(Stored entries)
/---

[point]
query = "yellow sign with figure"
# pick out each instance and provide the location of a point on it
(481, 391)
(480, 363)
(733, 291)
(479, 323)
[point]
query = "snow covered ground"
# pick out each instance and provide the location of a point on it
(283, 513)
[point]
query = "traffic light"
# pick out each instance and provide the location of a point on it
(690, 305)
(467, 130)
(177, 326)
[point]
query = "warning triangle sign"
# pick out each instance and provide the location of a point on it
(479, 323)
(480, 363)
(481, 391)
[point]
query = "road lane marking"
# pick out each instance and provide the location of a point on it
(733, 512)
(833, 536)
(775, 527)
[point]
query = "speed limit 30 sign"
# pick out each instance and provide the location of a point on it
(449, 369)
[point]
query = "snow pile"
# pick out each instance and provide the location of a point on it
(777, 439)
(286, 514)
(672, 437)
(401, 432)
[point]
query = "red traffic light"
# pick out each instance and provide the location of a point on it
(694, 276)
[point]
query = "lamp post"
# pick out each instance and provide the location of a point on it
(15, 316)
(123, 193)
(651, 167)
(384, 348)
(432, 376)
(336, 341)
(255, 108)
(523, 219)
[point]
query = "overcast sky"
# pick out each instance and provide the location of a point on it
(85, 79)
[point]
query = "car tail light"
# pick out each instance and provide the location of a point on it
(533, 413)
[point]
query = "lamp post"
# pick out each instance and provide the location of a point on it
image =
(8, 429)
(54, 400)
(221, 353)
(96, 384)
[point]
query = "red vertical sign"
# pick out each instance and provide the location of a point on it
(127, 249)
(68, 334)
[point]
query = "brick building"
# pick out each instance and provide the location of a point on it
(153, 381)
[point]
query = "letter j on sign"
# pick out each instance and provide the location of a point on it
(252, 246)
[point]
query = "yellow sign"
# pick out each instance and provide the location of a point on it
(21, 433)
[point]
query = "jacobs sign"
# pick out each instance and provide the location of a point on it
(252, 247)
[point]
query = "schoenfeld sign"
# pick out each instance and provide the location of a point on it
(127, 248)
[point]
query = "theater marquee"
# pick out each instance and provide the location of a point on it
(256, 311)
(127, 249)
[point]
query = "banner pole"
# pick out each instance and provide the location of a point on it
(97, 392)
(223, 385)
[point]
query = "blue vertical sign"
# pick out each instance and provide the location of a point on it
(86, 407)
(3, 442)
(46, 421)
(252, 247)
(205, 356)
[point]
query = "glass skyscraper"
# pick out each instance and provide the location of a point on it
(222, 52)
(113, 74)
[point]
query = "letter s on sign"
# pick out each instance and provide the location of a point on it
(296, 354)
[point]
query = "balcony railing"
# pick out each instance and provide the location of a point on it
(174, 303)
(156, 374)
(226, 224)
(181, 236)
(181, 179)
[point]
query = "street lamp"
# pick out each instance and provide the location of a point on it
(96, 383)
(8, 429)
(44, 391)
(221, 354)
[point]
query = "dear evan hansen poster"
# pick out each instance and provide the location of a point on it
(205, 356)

\---

**Set task:** Return the listing above in full, character for character.

**Task solution:**
[point]
query = "yellow sign with figure"
# pick out each instance and provide the location of a point on it
(481, 391)
(480, 363)
(733, 291)
(479, 323)
[point]
query = "snow covered ground"
# pick out each instance and provide the location of a point on it
(283, 513)
[point]
query = "traffic light"
# pick out each instance and provide the location of a point on it
(690, 305)
(467, 130)
(177, 326)
[point]
query = "warning triangle sign"
# pick out each instance and provide the location of a point on it
(479, 323)
(480, 363)
(481, 391)
[point]
query = "road lane marking"
# pick out each instance and provide the location of a point on it
(733, 512)
(833, 536)
(775, 527)
[point]
query = "speed limit 30 sign"
# pick out each instance and provide the location of a point on it
(449, 369)
[point]
query = "snow pile"
# pick out each instance and provide the location of a point on it
(777, 439)
(286, 514)
(672, 437)
(401, 432)
[point]
query = "red traffic light"
# pick out each instance and provide the location of a point on it
(694, 276)
[point]
query = "lamp post"
# pick out each instance and provide the location of a point on it
(15, 316)
(123, 193)
(651, 167)
(384, 348)
(432, 376)
(336, 341)
(255, 108)
(523, 219)
[point]
query = "overcast sky"
# pick out each instance and provide the location of a point on it
(85, 79)
[point]
query = "car tail light"
# pick out each instance and provide the location of a point on it
(533, 413)
[point]
query = "lamp post"
# pick out each instance and provide the location of a point on it
image =
(8, 429)
(54, 400)
(221, 353)
(96, 384)
[point]
query = "red vertical sign"
# pick out each instance and provide the location of a point on it
(127, 249)
(68, 334)
[point]
query = "brick building"
# pick out each instance and provide the location of a point on it
(153, 381)
[point]
query = "letter j on sign"
# pick out each instance and provide the location of a point on it
(252, 246)
[point]
query = "yellow sign"
# pick out each instance and provide the location of a point on it
(21, 433)
[point]
query = "jacobs sign"
# pick out each instance and provide the location of a point on it
(252, 247)
[point]
query = "schoenfeld sign"
# pick out each instance and provide the location of a point on it
(127, 248)
[point]
query = "theater marquee"
# pick out each instance and provide the location of a point on it
(256, 311)
(127, 249)
[point]
query = "banner pole"
# pick out each instance and provide the location of a point on it
(97, 392)
(223, 385)
[point]
query = "blue vertical sign"
# pick out each instance and provide the location of a point on it
(86, 407)
(3, 442)
(46, 421)
(252, 247)
(205, 356)
[point]
query = "glass skyscraper"
# pick out each instance and provide the location of a point on it
(222, 52)
(113, 74)
[point]
query = "letter s on sign"
# pick out each instance and provide the location of a point on it
(296, 354)
[point]
query = "balcony railing"
# pick out each instance and provide the location of a point on it
(174, 303)
(156, 374)
(226, 224)
(181, 236)
(181, 179)
[point]
query = "street lamp"
# pick out each instance and provide the location of a point on it
(96, 383)
(8, 429)
(44, 391)
(221, 354)
[point]
query = "dear evan hansen poster"
# pick out each instance and provide the location of a point on it
(205, 356)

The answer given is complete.